### Exercise directions
List each line of the data that holds the string "search".

··· Data shown

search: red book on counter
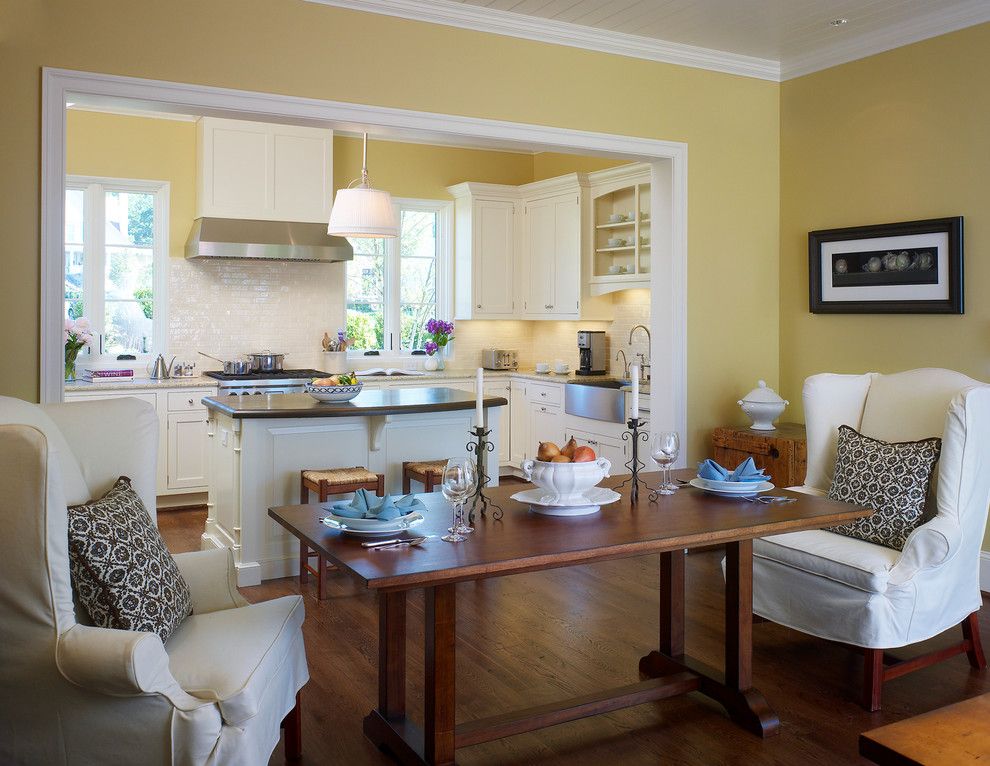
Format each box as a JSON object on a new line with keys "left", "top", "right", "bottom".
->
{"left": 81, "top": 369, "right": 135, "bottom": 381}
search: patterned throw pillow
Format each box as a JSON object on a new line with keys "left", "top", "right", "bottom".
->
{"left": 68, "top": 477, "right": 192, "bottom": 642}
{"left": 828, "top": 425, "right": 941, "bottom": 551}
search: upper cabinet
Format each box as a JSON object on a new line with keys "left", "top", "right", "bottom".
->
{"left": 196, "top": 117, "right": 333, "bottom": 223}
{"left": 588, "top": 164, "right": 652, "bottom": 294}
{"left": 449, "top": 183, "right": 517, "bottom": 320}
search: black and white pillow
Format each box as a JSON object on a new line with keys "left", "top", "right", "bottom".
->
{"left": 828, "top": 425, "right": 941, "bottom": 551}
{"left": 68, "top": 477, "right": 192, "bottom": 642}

······

### Expected answer
search: red book on counter
search: patterned throw pillow
search: upper cabinet
search: black and white pillow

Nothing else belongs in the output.